[Excerpts from point annotation data]
===

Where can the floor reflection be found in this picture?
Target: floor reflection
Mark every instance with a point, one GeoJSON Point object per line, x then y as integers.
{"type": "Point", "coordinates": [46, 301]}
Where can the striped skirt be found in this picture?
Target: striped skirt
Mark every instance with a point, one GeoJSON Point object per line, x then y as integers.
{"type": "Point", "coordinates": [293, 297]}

===

* WHAT THE TASK REQUIRES *
Render each line of the listing above as a Markdown table with a "No." column for the row number and a "Line" column for the text, skipping any blank lines.

* ANSWER IN FULL *
| No. | Line |
|---|---|
| 1 | Where can the floor reflection be found in this picture? |
| 2 | Target: floor reflection |
| 3 | Mark every instance with a point, one GeoJSON Point object per line, x then y as integers. |
| 4 | {"type": "Point", "coordinates": [46, 301]} |
| 5 | Where can the striped skirt be found in this picture? |
| 6 | Target: striped skirt |
| 7 | Mark every instance with a point, one GeoJSON Point object per line, x then y as integers. |
| 8 | {"type": "Point", "coordinates": [293, 297]} |